>>>

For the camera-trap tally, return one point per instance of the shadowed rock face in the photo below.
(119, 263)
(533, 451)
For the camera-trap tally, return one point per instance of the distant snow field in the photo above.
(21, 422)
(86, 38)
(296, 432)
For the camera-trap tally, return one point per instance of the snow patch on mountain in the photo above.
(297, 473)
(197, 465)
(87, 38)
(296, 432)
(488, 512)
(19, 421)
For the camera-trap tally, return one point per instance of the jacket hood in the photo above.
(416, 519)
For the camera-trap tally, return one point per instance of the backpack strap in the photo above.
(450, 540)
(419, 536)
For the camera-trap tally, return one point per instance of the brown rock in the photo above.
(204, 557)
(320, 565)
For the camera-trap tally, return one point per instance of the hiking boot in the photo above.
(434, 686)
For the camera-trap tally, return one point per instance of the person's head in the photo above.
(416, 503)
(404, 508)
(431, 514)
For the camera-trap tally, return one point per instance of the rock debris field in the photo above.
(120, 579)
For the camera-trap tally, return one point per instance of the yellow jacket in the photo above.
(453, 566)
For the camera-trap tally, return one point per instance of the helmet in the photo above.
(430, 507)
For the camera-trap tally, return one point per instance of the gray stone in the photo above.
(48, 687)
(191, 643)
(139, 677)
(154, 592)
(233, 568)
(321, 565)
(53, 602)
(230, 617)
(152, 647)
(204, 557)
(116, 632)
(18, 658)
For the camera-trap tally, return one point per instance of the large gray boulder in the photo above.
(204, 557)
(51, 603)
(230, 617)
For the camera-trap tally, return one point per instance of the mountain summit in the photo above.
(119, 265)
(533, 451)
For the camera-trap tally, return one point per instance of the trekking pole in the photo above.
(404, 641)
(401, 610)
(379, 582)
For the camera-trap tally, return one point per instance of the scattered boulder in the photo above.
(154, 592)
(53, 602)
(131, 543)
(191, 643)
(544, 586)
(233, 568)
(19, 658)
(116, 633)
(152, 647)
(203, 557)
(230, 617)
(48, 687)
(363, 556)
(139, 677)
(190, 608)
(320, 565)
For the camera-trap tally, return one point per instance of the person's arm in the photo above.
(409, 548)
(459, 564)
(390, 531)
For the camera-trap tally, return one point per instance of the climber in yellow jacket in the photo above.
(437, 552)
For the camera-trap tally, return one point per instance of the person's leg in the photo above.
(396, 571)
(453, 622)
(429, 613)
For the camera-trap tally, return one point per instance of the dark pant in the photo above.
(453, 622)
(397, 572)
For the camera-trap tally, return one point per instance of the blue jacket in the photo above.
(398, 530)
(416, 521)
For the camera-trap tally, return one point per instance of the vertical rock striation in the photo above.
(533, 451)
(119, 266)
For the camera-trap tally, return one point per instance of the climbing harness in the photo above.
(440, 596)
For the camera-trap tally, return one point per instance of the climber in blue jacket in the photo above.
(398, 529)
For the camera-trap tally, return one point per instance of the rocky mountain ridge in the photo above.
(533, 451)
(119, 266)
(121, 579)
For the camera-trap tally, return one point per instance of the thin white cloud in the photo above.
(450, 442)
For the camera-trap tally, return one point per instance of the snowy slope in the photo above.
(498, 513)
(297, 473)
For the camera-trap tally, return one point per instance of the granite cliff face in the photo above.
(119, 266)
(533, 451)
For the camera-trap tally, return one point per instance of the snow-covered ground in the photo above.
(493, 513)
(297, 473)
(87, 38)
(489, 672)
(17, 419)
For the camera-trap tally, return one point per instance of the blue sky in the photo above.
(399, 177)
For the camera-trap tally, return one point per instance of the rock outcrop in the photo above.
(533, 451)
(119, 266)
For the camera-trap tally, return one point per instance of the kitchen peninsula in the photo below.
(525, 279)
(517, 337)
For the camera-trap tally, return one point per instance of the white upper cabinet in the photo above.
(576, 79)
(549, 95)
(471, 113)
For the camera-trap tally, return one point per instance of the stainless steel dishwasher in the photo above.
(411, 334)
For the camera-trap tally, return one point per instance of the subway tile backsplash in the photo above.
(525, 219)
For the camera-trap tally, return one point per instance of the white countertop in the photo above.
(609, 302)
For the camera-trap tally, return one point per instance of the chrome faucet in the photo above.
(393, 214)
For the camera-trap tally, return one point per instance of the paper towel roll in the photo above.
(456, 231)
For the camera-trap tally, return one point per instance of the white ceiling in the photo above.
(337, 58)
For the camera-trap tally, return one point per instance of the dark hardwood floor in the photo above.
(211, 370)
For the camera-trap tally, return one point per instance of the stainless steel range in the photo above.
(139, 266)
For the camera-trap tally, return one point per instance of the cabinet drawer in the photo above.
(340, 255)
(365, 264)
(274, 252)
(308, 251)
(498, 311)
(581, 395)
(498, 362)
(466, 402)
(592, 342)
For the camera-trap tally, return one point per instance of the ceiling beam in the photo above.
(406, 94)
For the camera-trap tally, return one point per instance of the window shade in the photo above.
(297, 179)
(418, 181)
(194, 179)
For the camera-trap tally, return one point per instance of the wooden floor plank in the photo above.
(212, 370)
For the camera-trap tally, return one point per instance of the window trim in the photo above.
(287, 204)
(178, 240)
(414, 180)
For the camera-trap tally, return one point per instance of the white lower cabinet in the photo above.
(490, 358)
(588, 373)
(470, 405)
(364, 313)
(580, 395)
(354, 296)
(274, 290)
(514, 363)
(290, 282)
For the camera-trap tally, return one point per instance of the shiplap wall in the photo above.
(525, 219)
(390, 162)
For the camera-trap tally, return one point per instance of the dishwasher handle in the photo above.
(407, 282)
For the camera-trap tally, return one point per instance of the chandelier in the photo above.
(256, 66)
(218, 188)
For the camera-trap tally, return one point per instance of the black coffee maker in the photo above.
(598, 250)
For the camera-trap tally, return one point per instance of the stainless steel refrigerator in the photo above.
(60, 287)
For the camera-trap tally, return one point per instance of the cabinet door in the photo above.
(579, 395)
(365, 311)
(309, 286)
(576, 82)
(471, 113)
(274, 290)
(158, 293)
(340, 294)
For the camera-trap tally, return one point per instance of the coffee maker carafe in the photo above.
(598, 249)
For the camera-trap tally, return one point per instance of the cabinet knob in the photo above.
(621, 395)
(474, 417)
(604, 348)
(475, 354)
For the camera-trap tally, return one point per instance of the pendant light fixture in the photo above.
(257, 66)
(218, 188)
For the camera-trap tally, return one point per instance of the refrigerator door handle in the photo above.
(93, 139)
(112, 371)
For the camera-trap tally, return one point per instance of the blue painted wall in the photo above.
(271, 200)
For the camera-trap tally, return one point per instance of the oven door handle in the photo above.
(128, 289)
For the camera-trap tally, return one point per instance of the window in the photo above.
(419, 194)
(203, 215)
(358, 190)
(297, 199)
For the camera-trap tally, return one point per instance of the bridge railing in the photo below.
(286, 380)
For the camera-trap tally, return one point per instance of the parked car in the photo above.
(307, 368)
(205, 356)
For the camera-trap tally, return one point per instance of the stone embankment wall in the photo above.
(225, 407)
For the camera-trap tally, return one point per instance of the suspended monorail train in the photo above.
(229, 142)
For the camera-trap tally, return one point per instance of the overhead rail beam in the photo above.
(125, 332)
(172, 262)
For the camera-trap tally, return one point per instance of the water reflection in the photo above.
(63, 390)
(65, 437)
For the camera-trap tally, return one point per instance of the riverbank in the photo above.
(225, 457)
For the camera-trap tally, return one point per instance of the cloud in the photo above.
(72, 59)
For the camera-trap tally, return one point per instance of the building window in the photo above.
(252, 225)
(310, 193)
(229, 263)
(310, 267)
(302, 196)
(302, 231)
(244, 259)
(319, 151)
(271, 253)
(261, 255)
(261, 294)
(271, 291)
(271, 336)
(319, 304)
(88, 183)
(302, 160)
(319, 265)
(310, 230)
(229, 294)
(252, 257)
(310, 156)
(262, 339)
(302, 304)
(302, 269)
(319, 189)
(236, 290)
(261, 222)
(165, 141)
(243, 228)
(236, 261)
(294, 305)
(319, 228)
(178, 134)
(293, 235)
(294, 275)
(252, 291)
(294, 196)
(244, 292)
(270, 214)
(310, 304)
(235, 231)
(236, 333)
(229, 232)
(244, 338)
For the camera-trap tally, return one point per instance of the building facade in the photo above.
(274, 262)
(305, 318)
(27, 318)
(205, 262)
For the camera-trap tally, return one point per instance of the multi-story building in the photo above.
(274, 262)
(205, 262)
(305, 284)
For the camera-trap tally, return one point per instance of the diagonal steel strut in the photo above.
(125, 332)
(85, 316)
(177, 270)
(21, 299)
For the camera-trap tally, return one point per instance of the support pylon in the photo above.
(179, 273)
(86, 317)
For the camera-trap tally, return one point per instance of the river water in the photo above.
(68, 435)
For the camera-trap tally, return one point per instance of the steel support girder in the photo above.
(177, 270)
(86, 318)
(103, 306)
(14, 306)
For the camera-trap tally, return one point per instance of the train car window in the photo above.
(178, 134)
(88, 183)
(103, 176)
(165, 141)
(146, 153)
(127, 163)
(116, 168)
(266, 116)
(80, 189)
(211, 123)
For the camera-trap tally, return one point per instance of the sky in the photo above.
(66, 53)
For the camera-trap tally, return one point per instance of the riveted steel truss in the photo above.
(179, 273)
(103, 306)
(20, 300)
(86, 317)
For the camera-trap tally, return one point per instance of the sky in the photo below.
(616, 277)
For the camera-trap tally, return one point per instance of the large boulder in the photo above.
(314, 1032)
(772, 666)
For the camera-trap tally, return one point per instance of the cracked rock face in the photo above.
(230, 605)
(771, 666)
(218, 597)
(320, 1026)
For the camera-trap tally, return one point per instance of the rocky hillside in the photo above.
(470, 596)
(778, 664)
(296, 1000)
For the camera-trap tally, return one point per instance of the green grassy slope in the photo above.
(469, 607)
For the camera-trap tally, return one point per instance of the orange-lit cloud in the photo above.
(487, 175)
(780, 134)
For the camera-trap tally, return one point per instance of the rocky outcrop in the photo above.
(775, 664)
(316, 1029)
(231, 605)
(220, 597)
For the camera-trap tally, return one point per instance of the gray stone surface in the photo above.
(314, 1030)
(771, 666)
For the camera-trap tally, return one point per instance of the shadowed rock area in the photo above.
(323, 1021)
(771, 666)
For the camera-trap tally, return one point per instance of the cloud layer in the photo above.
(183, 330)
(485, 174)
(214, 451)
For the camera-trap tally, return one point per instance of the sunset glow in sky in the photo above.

<<<

### [PROBLEM DESCRIPTION]
Write out again, unchanged, every line from the line containing "area in the photo above." to the final line of the material above.

### [EXERCISE SOLUTION]
For the camera-trap tally, return one point per instance of the shadowed rock area in the photo above.
(323, 1021)
(771, 666)
For the camera-trap tally, return one point per instance of the cloud layer in the photo above.
(183, 330)
(485, 174)
(214, 451)
For the camera-trap tally, return one point per instance of the sunset glow in sky in the photo above.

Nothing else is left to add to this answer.